▶ _Stored data_:
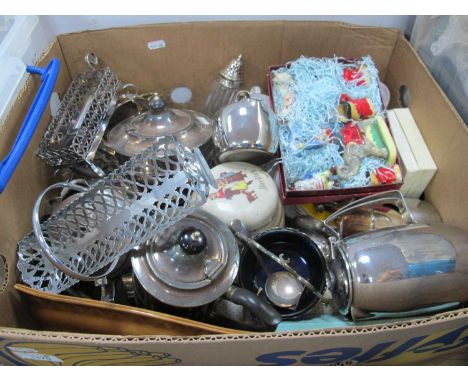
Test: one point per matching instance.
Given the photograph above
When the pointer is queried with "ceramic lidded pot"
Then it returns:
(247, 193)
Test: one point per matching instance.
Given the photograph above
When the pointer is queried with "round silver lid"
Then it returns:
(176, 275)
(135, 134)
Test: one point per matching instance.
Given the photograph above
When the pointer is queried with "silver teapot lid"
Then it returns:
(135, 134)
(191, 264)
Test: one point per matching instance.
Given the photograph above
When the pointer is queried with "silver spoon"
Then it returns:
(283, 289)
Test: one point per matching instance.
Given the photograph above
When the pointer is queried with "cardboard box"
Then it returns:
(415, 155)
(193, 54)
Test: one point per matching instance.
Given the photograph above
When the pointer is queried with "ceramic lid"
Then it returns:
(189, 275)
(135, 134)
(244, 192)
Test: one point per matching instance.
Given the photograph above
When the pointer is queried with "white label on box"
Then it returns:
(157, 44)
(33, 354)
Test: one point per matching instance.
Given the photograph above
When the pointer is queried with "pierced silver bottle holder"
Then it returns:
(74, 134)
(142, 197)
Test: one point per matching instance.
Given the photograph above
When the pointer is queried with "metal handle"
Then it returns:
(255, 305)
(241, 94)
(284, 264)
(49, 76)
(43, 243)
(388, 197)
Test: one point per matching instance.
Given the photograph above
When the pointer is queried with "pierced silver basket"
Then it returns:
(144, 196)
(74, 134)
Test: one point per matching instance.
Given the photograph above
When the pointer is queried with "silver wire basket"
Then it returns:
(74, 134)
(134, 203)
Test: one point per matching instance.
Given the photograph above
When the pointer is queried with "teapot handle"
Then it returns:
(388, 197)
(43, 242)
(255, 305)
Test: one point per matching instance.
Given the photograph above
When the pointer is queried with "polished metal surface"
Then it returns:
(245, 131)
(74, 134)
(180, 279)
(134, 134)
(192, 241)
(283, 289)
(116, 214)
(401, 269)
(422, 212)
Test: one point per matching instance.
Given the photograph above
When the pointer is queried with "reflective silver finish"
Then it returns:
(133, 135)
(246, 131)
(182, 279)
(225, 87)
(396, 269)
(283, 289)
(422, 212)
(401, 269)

---

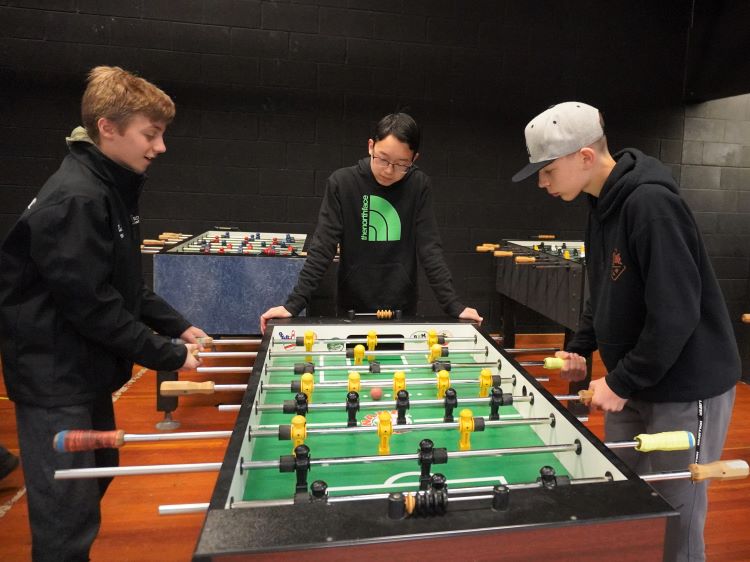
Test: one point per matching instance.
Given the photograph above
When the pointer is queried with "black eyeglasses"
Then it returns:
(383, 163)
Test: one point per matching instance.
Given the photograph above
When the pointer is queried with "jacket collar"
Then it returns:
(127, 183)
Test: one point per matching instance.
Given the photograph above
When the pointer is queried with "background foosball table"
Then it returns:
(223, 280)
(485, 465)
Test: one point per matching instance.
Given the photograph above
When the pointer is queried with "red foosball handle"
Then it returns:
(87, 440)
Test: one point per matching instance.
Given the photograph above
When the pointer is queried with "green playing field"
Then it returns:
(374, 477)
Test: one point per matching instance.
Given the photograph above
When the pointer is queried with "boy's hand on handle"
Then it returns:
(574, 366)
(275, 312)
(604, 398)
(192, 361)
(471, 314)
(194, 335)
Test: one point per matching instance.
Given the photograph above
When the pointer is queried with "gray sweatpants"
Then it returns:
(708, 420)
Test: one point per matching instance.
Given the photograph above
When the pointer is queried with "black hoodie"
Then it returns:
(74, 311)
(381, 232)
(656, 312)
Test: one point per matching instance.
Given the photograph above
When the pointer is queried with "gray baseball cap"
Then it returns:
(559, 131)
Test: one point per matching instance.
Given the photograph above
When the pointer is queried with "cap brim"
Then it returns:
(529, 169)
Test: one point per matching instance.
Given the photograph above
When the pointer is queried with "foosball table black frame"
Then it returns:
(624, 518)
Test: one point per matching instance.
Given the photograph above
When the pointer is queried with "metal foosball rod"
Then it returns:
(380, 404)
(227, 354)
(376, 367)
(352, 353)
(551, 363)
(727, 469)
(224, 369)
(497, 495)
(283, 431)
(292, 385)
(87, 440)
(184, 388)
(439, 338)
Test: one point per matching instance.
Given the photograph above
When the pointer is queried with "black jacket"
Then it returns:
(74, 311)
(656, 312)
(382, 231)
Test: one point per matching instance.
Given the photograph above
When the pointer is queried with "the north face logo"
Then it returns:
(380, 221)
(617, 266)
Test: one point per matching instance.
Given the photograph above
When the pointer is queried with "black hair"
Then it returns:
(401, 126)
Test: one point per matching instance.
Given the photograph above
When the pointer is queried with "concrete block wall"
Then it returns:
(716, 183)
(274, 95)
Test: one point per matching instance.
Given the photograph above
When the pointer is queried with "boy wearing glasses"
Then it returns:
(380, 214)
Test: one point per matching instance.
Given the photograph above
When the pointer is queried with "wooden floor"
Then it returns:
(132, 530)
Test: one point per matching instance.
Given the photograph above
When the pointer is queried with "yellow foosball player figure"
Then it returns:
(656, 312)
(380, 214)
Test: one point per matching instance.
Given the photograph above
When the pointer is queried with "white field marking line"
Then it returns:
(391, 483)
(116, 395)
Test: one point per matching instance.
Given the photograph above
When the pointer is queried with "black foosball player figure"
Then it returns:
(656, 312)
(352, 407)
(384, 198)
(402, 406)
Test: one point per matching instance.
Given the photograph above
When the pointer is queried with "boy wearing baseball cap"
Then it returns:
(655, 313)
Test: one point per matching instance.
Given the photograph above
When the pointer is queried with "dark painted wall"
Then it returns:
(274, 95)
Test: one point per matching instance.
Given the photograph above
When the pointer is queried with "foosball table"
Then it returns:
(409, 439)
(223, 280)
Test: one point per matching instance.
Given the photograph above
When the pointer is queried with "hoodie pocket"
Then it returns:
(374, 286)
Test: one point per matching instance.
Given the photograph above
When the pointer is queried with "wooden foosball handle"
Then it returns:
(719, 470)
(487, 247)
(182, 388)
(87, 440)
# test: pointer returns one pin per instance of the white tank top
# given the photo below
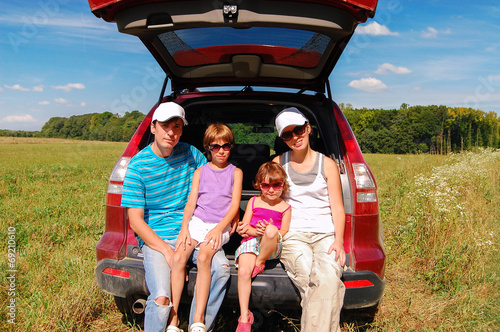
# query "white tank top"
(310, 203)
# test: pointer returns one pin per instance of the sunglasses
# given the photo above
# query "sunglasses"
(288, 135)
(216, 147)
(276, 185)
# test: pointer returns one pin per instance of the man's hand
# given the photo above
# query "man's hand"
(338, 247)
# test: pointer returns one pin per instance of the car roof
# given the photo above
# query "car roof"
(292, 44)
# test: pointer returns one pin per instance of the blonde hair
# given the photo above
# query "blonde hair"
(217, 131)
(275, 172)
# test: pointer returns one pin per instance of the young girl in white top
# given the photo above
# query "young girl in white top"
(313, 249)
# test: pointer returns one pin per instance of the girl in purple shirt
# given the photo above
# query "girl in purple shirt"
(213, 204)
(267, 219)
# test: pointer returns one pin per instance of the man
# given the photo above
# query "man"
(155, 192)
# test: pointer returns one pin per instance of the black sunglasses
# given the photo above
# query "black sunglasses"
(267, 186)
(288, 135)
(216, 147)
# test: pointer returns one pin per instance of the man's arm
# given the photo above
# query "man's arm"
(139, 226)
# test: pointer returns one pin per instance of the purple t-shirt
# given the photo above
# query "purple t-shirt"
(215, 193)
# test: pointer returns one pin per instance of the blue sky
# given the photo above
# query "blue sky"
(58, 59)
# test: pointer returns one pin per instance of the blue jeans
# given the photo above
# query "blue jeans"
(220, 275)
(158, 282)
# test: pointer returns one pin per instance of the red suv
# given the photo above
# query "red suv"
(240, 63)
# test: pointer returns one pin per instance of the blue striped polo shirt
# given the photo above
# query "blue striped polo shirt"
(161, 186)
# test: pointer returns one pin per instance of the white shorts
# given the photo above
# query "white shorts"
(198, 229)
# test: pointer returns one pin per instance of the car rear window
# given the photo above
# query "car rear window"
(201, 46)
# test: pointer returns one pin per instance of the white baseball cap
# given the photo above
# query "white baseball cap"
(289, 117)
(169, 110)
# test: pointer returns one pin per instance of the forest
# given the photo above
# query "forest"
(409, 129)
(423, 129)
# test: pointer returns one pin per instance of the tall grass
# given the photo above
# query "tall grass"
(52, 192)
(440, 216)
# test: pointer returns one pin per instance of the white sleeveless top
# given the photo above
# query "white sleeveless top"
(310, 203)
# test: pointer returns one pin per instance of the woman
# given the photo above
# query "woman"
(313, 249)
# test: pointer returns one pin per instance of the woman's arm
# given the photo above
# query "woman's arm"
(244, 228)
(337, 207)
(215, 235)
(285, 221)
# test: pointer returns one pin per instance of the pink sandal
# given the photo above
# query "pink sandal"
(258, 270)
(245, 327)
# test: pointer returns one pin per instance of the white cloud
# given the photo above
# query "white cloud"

▶ _Problem description_: From the records, copy out each line that includes the string "jacket".

▶ _Written response_:
When the pointer is queried with "jacket collar"
When the pointer is queried with "black jacket"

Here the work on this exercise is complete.